_PROBLEM_:
Would you please copy every line from the records that contains the word "white"?

--------

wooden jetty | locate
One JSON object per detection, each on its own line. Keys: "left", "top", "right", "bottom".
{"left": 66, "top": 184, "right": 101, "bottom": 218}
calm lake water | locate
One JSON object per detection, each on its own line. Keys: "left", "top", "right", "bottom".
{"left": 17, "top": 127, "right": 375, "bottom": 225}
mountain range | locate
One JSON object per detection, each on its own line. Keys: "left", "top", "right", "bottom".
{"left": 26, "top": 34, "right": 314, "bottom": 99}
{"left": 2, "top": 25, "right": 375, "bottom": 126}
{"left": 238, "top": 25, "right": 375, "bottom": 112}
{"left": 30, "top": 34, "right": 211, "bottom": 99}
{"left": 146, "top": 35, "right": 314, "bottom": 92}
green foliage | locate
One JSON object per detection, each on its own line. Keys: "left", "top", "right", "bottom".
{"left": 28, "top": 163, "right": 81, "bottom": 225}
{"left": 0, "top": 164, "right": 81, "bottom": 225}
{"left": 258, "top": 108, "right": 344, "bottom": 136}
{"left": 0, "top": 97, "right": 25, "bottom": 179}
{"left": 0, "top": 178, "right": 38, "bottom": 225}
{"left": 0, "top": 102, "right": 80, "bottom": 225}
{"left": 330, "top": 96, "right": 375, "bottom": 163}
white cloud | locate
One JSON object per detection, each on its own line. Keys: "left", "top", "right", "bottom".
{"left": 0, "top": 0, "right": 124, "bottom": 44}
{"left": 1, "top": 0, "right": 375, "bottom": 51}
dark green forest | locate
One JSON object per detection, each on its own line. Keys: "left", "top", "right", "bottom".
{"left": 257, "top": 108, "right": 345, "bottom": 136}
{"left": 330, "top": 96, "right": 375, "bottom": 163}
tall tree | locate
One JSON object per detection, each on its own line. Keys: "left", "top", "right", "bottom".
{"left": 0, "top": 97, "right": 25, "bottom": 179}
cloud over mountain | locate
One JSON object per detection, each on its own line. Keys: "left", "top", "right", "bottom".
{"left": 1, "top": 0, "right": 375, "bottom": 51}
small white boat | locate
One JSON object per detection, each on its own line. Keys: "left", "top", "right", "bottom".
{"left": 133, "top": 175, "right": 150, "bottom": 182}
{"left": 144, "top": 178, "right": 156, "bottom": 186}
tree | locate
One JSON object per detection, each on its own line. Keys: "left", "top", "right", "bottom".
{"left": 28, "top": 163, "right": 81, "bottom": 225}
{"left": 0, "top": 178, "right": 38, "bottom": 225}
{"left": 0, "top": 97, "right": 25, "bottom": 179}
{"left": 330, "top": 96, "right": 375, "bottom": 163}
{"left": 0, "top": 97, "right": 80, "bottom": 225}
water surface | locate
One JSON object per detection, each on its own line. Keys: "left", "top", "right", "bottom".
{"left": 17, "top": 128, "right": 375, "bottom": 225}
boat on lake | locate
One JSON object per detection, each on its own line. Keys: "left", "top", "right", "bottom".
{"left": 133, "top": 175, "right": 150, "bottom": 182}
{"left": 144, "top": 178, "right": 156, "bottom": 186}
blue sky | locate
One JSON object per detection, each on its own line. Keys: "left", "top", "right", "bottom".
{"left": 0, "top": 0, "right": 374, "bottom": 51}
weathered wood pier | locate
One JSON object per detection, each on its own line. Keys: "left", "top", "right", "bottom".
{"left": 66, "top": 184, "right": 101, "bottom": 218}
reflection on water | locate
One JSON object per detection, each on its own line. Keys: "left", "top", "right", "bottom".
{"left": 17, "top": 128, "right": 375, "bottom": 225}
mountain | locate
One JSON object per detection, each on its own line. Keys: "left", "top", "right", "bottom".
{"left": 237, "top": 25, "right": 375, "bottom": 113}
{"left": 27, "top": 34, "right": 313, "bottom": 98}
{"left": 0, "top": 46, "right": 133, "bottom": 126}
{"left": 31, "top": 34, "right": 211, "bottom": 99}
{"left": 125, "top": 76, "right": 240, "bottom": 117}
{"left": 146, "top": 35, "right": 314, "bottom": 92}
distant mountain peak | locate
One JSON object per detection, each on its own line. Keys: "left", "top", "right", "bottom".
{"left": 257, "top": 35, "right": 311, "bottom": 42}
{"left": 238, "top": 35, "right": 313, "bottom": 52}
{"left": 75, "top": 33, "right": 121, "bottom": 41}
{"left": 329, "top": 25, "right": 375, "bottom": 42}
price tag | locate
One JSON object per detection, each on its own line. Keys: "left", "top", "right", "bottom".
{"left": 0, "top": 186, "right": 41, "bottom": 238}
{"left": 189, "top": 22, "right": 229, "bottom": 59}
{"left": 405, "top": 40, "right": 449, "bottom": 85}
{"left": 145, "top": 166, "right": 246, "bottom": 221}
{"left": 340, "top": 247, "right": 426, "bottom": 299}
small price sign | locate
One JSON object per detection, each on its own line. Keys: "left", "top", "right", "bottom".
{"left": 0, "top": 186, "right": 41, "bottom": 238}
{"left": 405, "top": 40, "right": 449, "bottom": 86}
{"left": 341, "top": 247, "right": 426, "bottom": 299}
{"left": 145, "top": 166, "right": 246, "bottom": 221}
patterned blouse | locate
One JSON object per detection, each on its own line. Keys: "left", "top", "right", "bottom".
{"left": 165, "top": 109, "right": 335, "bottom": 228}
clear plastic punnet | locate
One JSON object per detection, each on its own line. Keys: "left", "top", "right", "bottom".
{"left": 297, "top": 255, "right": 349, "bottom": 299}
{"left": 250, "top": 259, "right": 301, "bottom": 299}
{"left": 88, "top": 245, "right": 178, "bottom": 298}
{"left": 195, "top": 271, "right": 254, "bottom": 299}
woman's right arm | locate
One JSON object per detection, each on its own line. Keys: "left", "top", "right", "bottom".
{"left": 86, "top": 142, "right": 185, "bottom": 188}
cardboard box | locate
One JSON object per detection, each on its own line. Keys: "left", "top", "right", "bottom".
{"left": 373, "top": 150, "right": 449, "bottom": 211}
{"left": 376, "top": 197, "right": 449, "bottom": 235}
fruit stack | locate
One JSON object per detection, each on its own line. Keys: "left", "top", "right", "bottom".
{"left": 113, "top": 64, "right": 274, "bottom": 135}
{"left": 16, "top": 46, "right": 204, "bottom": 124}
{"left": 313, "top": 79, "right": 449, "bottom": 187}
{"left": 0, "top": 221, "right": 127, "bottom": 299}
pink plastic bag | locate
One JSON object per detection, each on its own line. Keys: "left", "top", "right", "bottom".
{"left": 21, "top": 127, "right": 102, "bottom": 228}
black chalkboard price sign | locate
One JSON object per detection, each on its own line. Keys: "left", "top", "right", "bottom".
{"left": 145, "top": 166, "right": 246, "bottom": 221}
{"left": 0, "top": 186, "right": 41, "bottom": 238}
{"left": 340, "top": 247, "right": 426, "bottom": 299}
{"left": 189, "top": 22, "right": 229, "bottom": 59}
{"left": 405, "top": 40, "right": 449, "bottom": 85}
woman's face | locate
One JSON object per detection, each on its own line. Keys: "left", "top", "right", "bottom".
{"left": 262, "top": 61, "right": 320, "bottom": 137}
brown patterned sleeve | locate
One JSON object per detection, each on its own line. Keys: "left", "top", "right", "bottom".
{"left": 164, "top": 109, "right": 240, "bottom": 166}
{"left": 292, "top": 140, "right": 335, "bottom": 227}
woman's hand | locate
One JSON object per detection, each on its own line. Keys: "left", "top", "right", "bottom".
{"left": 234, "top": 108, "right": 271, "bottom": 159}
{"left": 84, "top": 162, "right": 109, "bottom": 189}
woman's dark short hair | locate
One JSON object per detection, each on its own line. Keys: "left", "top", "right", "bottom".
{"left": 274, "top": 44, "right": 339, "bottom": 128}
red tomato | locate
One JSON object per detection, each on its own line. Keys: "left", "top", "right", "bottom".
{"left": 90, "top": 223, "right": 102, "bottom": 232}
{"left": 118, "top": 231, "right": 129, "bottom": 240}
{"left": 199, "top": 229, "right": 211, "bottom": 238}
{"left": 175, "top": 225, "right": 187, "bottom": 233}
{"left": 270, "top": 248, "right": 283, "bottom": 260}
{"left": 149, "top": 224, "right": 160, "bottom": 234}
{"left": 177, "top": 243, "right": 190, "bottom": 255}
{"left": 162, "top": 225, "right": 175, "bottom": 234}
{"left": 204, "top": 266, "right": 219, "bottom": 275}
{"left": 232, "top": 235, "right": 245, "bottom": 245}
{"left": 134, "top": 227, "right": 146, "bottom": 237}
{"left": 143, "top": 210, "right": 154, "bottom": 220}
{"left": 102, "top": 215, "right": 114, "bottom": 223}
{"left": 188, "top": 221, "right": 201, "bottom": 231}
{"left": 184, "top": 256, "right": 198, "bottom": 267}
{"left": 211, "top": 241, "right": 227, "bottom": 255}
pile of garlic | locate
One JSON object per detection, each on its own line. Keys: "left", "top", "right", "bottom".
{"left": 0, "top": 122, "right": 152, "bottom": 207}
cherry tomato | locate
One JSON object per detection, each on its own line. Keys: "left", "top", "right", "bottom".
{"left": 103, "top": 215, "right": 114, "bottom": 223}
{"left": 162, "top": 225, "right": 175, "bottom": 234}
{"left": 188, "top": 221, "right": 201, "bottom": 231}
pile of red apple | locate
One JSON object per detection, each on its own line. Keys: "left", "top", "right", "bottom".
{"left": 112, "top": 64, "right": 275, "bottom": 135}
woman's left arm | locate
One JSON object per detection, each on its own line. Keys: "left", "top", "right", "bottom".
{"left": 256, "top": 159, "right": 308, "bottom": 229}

--------

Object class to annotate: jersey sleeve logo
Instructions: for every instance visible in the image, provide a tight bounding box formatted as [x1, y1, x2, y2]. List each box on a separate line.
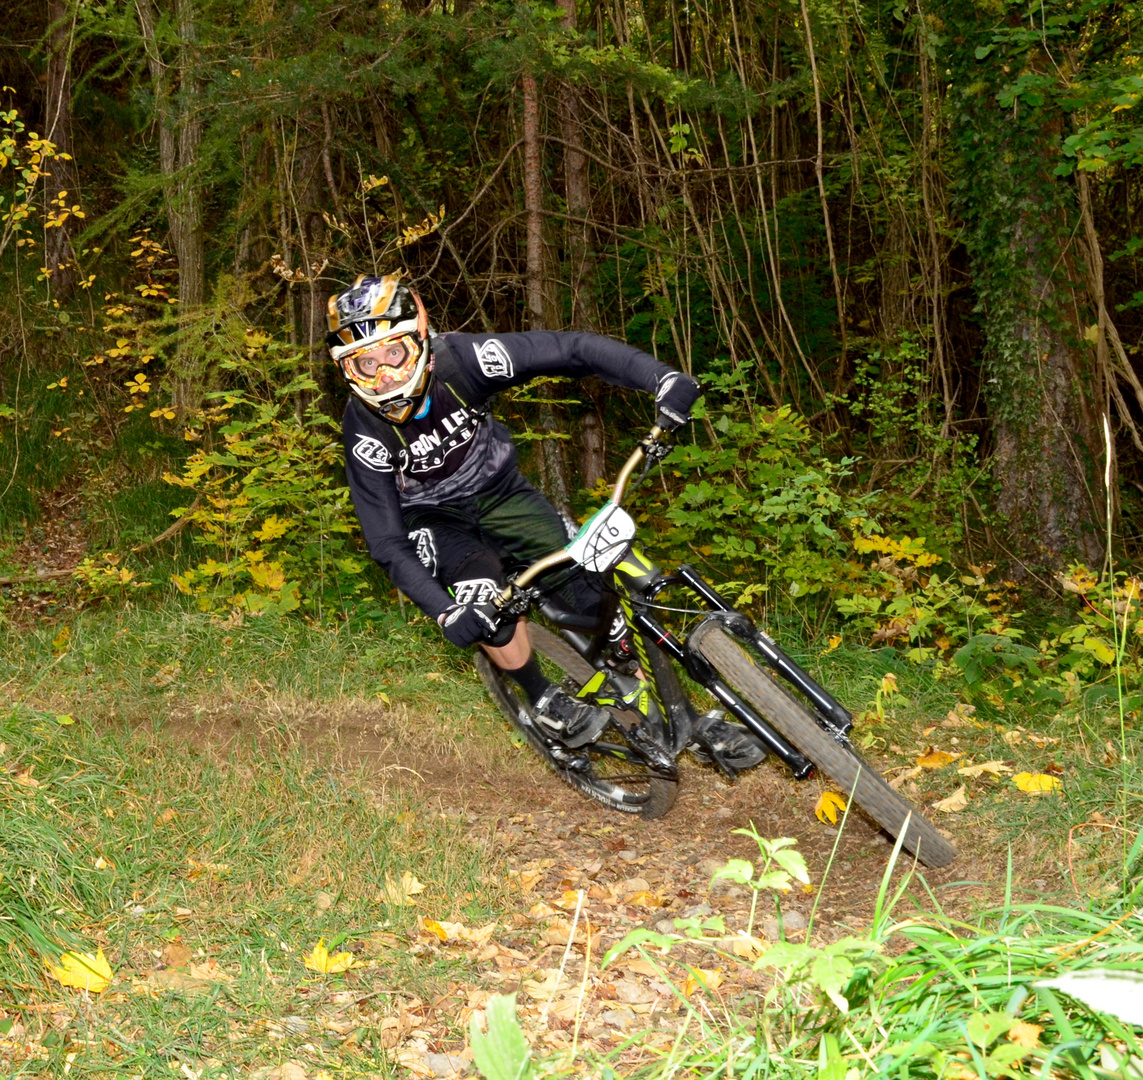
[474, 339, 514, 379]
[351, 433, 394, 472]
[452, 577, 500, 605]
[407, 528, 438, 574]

--------

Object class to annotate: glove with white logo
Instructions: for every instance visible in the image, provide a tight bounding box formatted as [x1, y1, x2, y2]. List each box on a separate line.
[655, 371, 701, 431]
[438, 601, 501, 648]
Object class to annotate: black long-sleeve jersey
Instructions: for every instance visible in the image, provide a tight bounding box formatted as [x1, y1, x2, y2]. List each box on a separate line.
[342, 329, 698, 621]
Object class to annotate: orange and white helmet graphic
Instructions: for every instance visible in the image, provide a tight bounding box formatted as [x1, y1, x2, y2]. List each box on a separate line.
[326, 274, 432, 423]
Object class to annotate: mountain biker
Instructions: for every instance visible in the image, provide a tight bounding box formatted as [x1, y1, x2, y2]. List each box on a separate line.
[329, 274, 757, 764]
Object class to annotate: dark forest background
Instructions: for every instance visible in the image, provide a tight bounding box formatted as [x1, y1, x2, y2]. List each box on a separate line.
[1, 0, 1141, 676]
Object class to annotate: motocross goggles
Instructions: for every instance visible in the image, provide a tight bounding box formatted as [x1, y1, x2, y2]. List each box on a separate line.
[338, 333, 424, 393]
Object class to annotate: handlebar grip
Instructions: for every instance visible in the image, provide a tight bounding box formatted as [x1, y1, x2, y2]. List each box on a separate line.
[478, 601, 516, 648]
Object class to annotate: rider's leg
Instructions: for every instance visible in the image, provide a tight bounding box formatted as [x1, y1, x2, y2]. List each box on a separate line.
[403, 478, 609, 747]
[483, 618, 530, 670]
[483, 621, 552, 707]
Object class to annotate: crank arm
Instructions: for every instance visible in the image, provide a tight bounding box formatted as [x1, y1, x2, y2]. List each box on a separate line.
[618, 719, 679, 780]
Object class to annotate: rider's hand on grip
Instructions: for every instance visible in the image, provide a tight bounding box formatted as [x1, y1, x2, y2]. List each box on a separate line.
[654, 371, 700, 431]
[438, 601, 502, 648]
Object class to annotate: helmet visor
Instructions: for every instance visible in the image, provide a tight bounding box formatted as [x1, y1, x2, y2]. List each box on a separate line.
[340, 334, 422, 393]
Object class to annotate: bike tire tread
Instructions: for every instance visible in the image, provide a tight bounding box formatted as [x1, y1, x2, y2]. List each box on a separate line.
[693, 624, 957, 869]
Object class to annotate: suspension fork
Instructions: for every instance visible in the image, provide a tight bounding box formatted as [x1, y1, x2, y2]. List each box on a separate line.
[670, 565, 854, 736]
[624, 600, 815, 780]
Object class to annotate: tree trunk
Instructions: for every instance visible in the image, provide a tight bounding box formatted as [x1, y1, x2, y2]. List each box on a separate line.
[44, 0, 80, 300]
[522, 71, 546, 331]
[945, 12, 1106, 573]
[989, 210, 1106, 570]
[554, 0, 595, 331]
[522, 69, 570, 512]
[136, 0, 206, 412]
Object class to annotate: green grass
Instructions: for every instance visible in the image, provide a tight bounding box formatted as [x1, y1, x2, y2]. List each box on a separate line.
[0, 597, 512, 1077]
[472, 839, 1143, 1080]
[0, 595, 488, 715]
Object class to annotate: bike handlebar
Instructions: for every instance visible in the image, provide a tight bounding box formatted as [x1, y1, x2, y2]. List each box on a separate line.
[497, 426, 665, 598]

--------

_ANSWER TO THIS EXERCISE_:
white cloud | locate
small white boat | locate
Object class to annotate: glove with white logo
Object class to annotate: orange and white helmet graphic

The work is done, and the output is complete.